### Exercise brief
Render the material as a Markdown table with the columns No. and Line, beginning with the line that contains "Spot the white boat" and ending with the line that contains "[[152, 154], [31, 118], [67, 121], [131, 100]]". Give one numbered row per line, and leave out any blank lines.

— start of Records for the task —

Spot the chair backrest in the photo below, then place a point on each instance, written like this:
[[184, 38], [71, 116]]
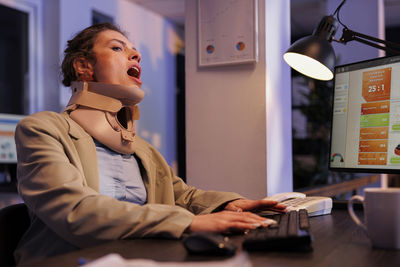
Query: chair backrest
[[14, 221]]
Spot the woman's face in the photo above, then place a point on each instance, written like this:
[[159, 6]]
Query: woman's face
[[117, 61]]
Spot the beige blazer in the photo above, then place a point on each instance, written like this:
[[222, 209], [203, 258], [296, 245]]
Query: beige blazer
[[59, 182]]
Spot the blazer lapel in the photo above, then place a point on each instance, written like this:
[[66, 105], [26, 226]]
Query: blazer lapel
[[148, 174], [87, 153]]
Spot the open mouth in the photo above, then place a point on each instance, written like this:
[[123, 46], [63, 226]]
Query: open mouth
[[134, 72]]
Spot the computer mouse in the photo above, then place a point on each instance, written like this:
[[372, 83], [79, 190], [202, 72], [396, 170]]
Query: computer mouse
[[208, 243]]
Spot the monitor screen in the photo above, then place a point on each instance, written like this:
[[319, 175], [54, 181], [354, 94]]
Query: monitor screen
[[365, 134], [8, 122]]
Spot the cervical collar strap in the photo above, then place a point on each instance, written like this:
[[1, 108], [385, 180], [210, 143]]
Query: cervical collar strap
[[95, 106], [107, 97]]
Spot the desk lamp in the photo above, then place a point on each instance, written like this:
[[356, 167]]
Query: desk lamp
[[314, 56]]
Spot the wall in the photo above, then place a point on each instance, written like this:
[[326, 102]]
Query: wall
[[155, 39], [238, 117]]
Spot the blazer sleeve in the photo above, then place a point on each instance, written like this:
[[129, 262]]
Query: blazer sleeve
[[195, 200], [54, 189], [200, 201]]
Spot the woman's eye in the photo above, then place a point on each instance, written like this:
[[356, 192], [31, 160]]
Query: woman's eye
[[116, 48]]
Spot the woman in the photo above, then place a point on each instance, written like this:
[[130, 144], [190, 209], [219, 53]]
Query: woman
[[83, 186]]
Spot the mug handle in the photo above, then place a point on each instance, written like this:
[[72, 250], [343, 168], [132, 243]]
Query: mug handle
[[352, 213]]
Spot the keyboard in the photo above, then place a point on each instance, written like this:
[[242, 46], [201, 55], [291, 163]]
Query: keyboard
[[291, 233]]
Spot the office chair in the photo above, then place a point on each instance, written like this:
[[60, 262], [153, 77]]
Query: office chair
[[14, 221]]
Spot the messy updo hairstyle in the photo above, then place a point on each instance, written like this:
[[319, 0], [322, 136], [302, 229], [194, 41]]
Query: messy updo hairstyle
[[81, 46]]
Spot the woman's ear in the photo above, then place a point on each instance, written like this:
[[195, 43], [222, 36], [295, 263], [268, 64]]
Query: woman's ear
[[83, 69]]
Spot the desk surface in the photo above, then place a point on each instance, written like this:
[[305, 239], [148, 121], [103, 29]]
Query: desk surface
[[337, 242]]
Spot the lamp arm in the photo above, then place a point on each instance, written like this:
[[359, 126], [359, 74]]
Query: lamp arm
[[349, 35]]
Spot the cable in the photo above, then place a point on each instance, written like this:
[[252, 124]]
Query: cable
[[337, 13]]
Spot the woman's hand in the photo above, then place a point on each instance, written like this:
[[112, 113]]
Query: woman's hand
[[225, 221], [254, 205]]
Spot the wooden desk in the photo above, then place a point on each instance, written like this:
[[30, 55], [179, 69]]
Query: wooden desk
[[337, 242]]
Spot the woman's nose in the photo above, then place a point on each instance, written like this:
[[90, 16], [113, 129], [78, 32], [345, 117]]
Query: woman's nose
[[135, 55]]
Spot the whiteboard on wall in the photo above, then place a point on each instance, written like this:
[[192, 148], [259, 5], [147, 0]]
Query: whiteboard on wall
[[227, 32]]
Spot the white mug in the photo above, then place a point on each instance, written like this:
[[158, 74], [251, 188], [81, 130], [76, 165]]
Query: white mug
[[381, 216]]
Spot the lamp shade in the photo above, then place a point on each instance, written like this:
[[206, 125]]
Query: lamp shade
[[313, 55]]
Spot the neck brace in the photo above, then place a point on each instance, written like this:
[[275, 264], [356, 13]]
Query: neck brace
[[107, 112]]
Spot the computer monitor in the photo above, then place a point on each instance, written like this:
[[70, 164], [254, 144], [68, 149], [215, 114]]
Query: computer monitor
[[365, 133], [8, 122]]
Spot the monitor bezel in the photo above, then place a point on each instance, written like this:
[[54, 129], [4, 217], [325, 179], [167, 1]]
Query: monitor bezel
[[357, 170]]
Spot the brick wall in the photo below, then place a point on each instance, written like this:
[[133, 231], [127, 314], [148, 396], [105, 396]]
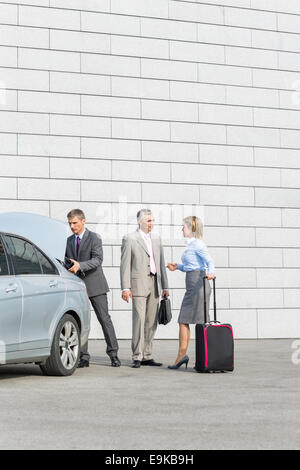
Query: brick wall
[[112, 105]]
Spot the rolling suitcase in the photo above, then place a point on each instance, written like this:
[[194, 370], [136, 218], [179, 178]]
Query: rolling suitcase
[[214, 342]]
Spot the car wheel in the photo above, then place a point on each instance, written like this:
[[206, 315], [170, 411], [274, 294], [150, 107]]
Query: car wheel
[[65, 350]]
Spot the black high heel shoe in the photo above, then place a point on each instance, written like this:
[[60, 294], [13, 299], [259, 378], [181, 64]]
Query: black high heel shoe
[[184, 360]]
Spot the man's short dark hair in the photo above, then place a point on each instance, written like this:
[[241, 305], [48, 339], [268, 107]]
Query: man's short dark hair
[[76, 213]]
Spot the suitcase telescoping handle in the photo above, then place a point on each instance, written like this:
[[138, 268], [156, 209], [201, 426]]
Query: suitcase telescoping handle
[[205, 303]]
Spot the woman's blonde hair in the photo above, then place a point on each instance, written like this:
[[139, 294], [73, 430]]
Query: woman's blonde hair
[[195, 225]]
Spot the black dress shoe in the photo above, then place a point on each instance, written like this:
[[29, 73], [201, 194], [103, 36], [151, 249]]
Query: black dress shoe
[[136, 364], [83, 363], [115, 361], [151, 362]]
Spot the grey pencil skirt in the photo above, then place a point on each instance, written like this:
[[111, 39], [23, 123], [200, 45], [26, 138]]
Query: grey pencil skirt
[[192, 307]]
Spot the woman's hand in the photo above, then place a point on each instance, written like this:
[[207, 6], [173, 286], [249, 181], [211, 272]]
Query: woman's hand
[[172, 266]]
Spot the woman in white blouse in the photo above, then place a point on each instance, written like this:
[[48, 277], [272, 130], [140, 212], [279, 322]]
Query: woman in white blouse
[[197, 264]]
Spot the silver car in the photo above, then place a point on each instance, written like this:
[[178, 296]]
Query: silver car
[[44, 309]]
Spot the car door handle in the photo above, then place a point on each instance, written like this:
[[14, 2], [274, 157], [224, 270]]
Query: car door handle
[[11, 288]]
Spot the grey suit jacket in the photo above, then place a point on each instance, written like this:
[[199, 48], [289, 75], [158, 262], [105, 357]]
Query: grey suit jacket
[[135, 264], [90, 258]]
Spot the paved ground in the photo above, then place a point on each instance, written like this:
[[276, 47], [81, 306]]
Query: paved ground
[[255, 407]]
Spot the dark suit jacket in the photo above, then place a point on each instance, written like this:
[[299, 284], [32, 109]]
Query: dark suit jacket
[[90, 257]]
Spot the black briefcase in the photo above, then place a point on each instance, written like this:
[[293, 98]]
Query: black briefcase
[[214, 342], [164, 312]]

— end of Records for the task —
— start of Records for the task —

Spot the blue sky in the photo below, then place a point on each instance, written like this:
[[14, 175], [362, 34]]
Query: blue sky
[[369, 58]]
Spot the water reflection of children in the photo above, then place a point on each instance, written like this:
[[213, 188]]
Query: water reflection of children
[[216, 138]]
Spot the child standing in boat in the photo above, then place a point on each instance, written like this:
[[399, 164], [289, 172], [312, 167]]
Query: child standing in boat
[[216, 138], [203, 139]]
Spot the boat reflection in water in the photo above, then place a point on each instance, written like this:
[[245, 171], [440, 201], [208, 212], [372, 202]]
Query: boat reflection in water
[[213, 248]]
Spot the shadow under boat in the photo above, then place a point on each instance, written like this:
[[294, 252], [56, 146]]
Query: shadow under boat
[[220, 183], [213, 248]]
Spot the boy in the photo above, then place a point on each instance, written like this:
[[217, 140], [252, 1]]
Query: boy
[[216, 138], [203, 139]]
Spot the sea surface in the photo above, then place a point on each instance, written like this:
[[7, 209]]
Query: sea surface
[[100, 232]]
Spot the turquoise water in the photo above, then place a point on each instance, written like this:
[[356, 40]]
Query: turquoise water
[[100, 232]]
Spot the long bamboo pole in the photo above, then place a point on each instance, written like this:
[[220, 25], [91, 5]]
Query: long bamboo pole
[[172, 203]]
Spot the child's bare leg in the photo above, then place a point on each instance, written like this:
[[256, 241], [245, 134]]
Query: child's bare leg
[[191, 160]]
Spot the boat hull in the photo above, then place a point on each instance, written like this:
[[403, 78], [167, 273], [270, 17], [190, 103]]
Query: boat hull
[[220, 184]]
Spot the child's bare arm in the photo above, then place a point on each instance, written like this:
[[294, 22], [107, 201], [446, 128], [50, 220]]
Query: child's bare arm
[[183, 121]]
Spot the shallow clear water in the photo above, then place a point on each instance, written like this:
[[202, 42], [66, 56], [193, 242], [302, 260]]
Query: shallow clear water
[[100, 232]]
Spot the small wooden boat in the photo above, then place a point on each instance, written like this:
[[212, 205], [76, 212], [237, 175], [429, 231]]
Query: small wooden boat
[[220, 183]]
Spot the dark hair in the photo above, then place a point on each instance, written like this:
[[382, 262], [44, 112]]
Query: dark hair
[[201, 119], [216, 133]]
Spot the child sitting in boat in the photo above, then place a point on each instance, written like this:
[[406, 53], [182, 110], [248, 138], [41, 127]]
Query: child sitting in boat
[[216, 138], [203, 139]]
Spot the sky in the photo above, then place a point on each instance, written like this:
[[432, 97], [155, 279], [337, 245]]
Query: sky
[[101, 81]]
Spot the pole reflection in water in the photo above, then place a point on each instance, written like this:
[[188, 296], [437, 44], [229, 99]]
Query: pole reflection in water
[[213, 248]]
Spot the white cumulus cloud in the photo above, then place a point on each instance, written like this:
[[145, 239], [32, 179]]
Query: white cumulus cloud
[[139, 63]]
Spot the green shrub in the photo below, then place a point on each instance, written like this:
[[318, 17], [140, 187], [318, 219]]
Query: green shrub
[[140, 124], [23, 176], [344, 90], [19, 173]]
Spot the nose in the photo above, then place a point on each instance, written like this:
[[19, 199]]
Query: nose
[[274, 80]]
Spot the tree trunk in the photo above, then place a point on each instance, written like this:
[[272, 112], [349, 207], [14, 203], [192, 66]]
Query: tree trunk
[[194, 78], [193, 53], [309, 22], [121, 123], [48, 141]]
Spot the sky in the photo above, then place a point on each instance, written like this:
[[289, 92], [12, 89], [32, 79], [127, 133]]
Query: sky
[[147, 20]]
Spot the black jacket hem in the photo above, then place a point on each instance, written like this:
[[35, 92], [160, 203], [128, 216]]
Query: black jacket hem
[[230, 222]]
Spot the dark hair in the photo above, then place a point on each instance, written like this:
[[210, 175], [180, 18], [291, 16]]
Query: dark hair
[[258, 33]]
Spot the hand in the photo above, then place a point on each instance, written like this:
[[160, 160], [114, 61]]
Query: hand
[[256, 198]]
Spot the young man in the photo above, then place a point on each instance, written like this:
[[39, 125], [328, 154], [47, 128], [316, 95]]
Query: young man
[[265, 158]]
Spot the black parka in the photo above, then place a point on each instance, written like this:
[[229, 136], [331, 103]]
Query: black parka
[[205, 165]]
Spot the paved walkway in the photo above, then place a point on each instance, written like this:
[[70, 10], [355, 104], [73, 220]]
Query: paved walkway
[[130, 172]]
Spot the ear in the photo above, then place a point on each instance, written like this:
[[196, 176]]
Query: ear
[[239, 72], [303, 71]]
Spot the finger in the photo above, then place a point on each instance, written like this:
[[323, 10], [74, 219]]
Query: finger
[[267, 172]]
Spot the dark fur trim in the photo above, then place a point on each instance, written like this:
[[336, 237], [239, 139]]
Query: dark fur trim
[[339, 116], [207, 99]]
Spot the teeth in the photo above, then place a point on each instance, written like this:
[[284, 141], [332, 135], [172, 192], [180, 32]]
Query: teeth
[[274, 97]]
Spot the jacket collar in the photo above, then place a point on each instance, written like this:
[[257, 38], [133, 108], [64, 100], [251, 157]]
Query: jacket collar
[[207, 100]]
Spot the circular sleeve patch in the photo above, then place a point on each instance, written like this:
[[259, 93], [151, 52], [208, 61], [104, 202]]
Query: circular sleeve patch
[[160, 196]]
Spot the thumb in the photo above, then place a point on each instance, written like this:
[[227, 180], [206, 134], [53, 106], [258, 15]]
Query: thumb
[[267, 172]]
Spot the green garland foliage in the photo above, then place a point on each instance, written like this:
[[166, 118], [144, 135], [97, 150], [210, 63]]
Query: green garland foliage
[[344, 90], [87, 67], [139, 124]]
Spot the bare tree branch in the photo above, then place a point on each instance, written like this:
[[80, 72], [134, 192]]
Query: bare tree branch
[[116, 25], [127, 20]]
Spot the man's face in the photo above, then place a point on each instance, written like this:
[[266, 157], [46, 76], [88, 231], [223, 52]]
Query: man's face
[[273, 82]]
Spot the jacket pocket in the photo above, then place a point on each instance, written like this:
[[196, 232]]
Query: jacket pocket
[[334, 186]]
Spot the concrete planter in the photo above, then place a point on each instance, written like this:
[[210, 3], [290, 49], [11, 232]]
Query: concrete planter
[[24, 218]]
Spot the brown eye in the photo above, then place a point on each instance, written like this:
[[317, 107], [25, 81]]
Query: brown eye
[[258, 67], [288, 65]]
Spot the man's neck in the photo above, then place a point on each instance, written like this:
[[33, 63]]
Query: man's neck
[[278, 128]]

— end of Records for the task —
— start of Records for the task —

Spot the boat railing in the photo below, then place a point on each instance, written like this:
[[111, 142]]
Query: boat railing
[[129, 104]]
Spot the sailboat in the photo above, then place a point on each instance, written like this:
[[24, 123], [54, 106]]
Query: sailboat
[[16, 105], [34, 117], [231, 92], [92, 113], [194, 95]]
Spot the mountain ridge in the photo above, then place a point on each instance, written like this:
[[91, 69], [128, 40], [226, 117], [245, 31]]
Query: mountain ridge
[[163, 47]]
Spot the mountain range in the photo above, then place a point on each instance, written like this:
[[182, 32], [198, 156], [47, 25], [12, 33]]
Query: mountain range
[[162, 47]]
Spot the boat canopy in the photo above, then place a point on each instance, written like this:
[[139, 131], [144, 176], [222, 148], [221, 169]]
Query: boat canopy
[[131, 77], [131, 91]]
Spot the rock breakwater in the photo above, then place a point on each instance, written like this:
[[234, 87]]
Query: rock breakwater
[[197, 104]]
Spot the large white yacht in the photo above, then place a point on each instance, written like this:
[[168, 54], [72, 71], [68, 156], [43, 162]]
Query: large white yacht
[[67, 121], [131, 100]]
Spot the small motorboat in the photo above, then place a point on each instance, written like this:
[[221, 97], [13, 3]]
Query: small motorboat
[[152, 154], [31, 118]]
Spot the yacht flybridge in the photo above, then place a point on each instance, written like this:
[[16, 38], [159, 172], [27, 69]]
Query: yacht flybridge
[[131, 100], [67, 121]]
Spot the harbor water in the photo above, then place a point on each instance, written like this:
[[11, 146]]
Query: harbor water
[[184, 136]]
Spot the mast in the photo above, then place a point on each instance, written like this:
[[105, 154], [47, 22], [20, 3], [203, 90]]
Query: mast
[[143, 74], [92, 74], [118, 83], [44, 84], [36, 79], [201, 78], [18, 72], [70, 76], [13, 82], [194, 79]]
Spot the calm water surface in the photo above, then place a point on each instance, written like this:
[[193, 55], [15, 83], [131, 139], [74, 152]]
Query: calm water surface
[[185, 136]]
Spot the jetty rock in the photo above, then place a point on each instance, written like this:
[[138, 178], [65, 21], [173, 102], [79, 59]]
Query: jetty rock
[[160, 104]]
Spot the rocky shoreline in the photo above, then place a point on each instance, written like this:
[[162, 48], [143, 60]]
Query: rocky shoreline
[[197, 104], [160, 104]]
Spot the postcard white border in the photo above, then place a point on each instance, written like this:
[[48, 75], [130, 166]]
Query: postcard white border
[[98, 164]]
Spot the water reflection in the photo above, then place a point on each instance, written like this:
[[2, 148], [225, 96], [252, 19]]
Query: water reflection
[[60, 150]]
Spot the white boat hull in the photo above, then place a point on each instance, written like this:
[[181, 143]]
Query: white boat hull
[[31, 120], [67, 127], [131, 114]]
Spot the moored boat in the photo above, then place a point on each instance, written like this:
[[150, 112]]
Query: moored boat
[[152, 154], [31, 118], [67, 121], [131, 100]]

— end of Records for the task —

### Result
| No. | Line |
|---|---|
| 1 | Spot the white boat hull in the photo above, then place a point on each instance, written like this: |
| 2 | [[181, 143]] |
| 3 | Query: white boat hull |
| 4 | [[31, 120], [67, 127], [131, 114]] |
| 5 | Spot the moored boat in the photo above, then place a point on each instance, written like this: |
| 6 | [[150, 112]] |
| 7 | Query: moored boat |
| 8 | [[152, 154], [31, 118], [67, 121], [131, 100]] |